■ WORK REQUIRED: Starting at the line that has "Labeling job #4072 — target category: lamp" and stopping after the line that has "[114,183,131,202]", rewrite those lines of the data with "visible occurrence" swapped for "visible instance" and nothing else altered.

--- DATASET RECORDS ---

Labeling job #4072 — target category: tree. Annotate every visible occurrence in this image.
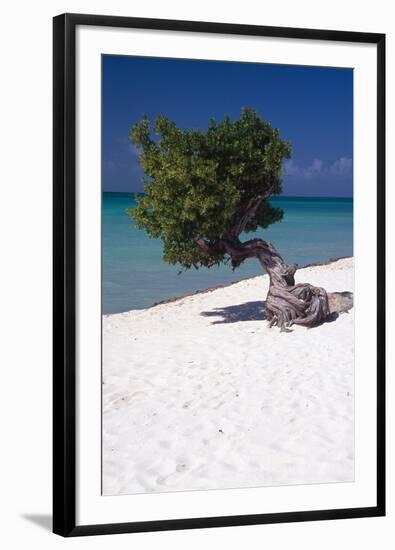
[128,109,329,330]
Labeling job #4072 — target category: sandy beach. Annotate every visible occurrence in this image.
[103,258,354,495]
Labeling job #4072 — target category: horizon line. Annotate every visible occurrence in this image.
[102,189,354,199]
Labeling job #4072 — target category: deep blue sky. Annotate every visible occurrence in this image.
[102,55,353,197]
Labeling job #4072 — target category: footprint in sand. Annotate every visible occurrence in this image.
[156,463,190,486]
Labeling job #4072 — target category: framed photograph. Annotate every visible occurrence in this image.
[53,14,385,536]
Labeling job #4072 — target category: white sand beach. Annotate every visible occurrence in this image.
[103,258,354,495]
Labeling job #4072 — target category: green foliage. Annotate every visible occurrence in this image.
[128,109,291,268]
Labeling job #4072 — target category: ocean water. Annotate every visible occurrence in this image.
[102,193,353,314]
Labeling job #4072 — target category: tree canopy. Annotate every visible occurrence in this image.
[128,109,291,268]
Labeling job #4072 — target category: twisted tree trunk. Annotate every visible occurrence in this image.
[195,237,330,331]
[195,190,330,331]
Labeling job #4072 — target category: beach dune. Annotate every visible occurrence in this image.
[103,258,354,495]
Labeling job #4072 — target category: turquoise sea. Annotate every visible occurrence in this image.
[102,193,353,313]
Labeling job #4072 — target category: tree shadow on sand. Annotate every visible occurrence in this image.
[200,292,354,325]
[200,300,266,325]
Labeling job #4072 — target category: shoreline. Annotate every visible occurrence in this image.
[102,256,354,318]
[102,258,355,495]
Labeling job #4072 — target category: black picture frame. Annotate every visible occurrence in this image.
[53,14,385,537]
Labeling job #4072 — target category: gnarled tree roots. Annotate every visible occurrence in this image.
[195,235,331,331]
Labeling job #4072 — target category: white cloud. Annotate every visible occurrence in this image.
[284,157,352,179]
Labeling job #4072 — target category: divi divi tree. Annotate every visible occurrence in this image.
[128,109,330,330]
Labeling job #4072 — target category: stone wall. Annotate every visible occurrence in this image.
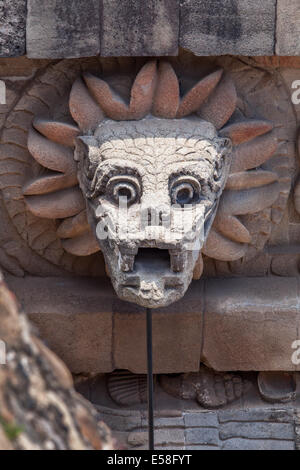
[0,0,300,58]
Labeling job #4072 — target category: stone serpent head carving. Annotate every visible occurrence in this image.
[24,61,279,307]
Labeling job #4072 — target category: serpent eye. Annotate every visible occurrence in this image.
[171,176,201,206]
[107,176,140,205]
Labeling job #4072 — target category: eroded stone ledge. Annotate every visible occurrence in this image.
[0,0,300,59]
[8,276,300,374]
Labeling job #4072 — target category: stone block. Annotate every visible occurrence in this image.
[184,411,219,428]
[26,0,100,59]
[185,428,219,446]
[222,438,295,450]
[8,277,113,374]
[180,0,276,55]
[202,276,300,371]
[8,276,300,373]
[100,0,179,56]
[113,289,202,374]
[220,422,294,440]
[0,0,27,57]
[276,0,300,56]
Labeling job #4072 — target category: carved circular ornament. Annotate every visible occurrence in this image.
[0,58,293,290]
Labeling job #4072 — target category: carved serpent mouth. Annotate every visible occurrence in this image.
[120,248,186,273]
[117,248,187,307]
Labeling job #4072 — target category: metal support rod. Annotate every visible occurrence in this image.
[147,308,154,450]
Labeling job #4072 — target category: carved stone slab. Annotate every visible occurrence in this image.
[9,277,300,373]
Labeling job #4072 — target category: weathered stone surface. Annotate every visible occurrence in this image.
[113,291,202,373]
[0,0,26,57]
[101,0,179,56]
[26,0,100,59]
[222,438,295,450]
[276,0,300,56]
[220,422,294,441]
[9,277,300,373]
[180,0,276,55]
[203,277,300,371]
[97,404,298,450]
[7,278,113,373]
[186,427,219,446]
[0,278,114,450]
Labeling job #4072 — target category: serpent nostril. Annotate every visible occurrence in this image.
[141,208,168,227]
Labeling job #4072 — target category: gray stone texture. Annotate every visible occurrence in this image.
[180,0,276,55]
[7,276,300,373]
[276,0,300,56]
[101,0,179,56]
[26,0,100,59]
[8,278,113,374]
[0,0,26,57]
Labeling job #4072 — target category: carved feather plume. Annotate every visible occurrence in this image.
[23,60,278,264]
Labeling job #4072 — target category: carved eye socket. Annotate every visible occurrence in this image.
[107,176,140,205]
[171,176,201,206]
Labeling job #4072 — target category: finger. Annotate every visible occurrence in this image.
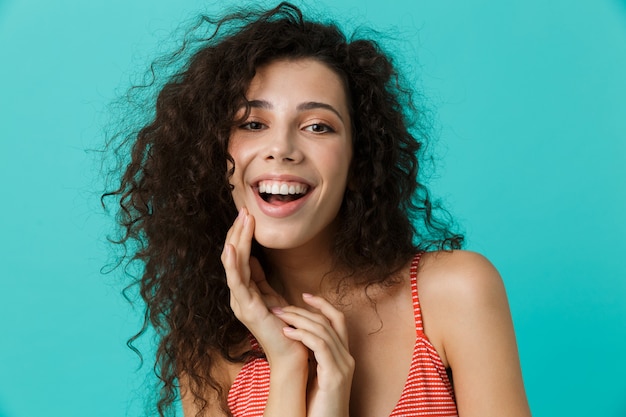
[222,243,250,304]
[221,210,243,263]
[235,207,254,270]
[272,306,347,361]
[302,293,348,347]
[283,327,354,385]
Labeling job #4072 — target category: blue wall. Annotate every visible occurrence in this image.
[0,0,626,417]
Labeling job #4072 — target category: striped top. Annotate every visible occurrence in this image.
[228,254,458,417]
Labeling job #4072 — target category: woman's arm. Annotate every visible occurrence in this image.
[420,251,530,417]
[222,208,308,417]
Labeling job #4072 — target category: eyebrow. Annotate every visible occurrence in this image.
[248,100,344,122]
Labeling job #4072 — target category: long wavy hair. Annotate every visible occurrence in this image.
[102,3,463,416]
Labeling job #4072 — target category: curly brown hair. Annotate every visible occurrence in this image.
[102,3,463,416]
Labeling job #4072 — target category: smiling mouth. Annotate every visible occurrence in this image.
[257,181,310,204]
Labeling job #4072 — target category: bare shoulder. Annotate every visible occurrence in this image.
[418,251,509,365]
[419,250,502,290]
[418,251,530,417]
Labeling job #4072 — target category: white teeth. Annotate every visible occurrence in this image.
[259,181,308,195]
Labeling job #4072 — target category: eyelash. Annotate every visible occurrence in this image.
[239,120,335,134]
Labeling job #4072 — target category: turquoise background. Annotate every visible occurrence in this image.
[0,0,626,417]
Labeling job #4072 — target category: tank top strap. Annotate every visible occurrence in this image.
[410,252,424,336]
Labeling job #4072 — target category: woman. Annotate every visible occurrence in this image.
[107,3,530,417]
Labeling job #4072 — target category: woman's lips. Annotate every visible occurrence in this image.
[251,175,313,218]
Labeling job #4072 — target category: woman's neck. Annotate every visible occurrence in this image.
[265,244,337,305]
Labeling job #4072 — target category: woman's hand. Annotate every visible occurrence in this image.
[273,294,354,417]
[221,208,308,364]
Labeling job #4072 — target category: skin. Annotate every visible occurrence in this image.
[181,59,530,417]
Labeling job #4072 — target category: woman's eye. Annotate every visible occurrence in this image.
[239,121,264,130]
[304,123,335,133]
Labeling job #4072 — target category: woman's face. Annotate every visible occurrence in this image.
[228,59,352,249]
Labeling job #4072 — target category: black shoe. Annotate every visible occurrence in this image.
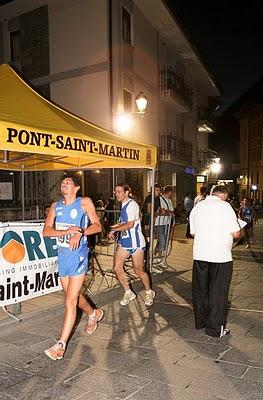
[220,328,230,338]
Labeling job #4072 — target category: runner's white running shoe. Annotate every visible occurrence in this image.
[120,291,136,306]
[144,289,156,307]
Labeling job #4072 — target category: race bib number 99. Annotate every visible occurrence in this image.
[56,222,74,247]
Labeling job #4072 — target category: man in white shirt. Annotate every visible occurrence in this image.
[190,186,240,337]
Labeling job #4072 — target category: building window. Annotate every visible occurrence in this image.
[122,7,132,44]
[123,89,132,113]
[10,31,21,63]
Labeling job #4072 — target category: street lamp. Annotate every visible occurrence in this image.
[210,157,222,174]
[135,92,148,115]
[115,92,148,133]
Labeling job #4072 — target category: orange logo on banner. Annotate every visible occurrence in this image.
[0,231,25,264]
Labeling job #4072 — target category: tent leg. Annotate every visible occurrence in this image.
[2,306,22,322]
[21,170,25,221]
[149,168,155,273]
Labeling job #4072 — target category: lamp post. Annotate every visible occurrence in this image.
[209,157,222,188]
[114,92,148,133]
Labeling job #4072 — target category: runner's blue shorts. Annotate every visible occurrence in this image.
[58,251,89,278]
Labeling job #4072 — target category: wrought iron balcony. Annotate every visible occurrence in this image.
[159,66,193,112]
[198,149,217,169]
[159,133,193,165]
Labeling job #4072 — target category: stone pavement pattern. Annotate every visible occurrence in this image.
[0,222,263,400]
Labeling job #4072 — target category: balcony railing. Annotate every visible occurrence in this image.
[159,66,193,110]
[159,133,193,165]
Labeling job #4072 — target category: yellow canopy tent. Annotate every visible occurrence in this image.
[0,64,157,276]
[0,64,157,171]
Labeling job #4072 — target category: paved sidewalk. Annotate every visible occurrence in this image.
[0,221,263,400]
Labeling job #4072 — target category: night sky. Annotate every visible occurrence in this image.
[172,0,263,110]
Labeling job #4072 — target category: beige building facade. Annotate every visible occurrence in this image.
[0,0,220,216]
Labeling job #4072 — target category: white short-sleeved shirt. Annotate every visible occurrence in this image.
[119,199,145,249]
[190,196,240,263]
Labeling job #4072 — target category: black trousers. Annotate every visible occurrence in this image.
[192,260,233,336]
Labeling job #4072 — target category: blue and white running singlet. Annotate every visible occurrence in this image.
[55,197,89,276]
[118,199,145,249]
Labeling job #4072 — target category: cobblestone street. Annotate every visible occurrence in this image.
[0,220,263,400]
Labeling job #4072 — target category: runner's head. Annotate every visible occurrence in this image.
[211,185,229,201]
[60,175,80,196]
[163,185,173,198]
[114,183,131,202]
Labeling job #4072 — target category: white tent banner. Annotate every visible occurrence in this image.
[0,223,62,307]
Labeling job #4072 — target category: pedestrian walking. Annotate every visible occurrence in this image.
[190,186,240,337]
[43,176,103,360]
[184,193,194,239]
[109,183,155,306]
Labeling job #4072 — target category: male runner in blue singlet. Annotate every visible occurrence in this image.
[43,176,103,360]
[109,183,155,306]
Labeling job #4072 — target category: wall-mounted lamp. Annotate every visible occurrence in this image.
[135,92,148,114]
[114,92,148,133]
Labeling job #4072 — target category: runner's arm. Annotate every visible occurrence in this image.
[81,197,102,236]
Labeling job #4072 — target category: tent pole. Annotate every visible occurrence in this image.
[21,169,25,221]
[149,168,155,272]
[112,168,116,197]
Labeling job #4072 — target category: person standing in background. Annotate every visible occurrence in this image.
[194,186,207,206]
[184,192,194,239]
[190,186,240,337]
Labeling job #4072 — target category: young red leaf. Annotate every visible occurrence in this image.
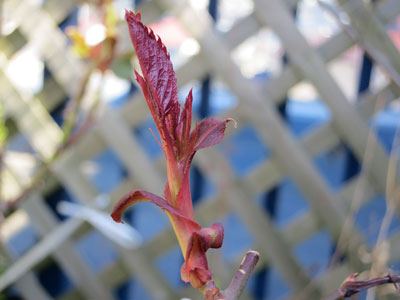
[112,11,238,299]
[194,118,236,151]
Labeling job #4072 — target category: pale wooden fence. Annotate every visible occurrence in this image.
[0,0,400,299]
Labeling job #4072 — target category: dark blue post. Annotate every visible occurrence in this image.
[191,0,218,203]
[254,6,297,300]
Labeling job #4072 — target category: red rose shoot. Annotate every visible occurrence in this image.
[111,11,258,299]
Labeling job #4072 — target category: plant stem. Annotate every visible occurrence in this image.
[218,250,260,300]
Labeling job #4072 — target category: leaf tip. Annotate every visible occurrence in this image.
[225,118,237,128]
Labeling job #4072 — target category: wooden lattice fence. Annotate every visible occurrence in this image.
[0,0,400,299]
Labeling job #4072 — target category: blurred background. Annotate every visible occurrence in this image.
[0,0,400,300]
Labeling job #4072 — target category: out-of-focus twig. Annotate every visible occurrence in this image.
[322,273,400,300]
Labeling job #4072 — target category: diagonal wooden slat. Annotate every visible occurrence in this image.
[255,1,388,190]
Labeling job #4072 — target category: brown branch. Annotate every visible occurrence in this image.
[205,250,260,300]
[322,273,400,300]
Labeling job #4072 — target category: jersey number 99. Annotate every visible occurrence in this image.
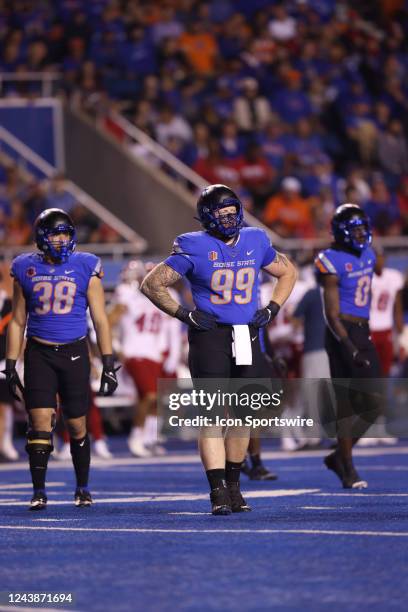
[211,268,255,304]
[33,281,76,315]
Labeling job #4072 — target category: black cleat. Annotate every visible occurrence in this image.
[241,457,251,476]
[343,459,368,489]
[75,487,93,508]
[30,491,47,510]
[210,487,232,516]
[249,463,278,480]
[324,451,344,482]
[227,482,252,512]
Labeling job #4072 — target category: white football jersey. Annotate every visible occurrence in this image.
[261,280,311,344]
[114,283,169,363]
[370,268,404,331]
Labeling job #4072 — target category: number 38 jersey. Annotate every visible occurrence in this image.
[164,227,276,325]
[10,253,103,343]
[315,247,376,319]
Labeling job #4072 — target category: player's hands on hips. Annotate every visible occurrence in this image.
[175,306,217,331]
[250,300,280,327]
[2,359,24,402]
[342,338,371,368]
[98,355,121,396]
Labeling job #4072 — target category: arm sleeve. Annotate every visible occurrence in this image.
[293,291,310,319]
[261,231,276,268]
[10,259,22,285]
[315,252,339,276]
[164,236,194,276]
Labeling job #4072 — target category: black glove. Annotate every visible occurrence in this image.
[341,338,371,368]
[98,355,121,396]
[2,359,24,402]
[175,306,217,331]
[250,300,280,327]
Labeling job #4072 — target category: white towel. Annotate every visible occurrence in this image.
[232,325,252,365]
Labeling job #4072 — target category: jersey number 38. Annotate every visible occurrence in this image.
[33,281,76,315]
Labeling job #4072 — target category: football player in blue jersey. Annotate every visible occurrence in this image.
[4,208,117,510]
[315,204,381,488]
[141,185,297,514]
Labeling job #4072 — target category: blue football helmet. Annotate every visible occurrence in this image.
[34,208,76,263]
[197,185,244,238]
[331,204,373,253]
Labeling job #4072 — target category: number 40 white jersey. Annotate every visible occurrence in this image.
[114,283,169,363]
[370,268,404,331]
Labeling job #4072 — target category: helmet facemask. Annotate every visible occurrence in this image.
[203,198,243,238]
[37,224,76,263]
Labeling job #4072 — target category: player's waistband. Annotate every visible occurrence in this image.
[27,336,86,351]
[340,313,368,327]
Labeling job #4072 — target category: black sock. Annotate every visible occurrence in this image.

---

■ EXERCISE OUTPUT:
Labeling job #4072 — target category: lamp post. Annotate every visible instance in this image.
[209,157,222,188]
[114,92,148,133]
Labeling job #4072 — target category: runner's blue shorts. Annotate every visible instance in this image.
[58,251,89,278]
Labeling job #4072 — target category: wrought iron balcony. Annotate every visible instance in this image.
[159,66,193,112]
[198,149,217,169]
[159,133,193,165]
Labeling job #4072 — target category: stone pavement pattern. Annotate every visible instance in this image.
[0,222,263,400]
Labeling job #4072 — target category: balcony railing. Annotate every visible instance in this image.
[159,66,193,110]
[159,133,193,165]
Labeling job #4072 — target category: yellow canopy tent. Annotate every visible instance in this image.
[0,64,157,276]
[0,64,157,171]
Labeling job #4072 — target category: paved sidewalk. Annotate every visible instance in this image.
[0,221,263,400]
Labeling job #4072 — target category: night sky. Annotate every visible instance in this image.
[172,0,263,110]
Labeling job #4072 — target category: beige building facade. Annotate every visible instance in this image.
[0,0,220,216]
Labeling job #4072 — target category: white short-sleeved shirt. Annotate every visible instance in this image.
[119,199,145,249]
[190,196,240,263]
Labeling job #4072 — target category: black trousers. Annotate every visible instance in this image.
[192,260,233,336]
Labeling job #4072 — target category: blue and white running singlet. Annotate every visible instance in this image.
[55,197,89,276]
[118,199,145,249]
Labeling job #4072 — target category: cobblestone street. Annotate every visible instance in this image.
[0,220,263,400]
Labeling job #4072 — target category: runner's head. Annotate every visible instance in this image.
[211,185,229,201]
[60,175,80,196]
[163,185,173,198]
[114,183,131,202]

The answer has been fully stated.